**Records for the task**

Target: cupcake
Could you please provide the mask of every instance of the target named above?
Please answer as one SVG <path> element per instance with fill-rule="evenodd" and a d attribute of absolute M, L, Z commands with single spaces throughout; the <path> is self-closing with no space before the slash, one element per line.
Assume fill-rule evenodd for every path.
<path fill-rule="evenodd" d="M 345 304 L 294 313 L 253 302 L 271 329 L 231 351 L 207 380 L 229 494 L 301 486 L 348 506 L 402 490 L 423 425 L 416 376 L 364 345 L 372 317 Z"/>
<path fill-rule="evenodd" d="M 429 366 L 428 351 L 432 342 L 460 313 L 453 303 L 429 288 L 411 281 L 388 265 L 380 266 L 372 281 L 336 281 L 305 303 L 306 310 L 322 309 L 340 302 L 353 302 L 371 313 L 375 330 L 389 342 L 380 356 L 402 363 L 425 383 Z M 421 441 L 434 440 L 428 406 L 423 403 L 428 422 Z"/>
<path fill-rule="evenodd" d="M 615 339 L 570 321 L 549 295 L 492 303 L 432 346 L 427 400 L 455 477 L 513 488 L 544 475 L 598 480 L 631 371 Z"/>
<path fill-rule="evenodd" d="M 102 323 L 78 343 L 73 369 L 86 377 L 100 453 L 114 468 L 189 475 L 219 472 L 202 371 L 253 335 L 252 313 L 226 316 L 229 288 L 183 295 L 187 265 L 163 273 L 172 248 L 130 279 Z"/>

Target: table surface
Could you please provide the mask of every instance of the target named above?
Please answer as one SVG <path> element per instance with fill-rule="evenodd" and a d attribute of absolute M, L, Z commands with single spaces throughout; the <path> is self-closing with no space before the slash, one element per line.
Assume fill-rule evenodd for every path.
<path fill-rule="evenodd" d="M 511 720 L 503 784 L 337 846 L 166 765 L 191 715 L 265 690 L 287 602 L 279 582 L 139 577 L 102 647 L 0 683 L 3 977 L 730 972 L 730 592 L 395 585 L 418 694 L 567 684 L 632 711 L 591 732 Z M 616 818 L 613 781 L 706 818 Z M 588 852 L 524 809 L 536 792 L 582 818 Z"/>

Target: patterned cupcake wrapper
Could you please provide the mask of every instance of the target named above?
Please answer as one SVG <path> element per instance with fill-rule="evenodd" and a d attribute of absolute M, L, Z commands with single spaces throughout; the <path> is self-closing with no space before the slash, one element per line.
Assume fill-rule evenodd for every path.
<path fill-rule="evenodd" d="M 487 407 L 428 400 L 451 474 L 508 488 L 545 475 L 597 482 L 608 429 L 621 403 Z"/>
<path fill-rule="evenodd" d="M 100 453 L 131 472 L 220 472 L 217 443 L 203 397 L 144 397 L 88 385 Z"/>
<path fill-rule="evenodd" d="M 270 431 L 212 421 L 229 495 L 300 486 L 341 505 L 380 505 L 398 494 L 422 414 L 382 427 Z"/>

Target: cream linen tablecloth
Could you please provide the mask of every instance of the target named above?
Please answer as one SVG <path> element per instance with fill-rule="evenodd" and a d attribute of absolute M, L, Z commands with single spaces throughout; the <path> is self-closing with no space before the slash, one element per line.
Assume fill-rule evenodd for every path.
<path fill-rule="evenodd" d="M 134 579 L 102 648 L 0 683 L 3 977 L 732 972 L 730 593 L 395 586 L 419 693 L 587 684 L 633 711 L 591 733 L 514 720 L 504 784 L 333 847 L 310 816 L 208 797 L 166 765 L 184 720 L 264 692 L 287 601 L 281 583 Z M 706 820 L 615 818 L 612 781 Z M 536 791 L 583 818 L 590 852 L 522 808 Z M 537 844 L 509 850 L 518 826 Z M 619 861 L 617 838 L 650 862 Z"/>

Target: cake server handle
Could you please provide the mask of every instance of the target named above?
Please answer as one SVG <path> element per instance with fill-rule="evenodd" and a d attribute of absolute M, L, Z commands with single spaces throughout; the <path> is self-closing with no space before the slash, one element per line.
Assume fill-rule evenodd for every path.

**Instruction**
Format the rows above as a JSON list of strings, one string per line and blank lines omitted, from the first line through the line containing "511 720 L 503", both included.

**Written answer**
[
  "Target: cupcake",
  "Could you please provide the mask of every instance of the target named above?",
  "Please answer as one SVG <path> element per instance with fill-rule=\"evenodd\" and a d attribute of absolute M, L, Z commands with single spaces throughout; the <path> is self-closing with no space before the slash, one element per line.",
  "Assume fill-rule evenodd for every path.",
  "<path fill-rule=\"evenodd\" d=\"M 345 304 L 294 313 L 253 302 L 271 329 L 231 351 L 207 380 L 229 494 L 301 486 L 348 506 L 402 490 L 423 425 L 416 376 L 364 345 L 372 317 Z\"/>",
  "<path fill-rule=\"evenodd\" d=\"M 429 366 L 428 351 L 432 342 L 460 313 L 453 303 L 429 288 L 411 281 L 388 265 L 380 266 L 372 281 L 336 281 L 305 303 L 306 310 L 322 309 L 340 302 L 353 302 L 371 313 L 375 330 L 389 342 L 380 356 L 402 363 L 425 383 Z M 421 441 L 434 440 L 428 406 L 423 403 L 428 422 Z\"/>",
  "<path fill-rule=\"evenodd\" d=\"M 615 339 L 570 321 L 549 295 L 492 303 L 432 346 L 427 400 L 455 477 L 513 488 L 544 475 L 598 480 L 631 371 Z\"/>",
  "<path fill-rule=\"evenodd\" d=\"M 102 323 L 78 343 L 73 369 L 86 377 L 100 453 L 114 468 L 189 475 L 219 472 L 202 371 L 253 335 L 252 313 L 226 316 L 229 288 L 183 295 L 187 265 L 163 273 L 172 248 L 130 279 Z\"/>",
  "Target: table surface",
  "Could you please provide the mask of every instance of the target named above?",
  "Please answer as one SVG <path> element per instance with fill-rule=\"evenodd\" and a d attribute of absolute M, L, Z commands with single spaces throughout; the <path> is self-closing with no space before the slash, one element per line.",
  "Assume fill-rule evenodd for every path.",
  "<path fill-rule=\"evenodd\" d=\"M 511 720 L 503 784 L 337 846 L 166 765 L 191 715 L 265 690 L 287 602 L 279 582 L 139 577 L 102 647 L 0 683 L 3 977 L 730 972 L 730 592 L 395 585 L 418 694 L 567 684 L 632 711 L 591 732 Z M 616 818 L 613 781 L 706 818 Z M 588 852 L 524 809 L 536 792 L 582 818 Z\"/>"
]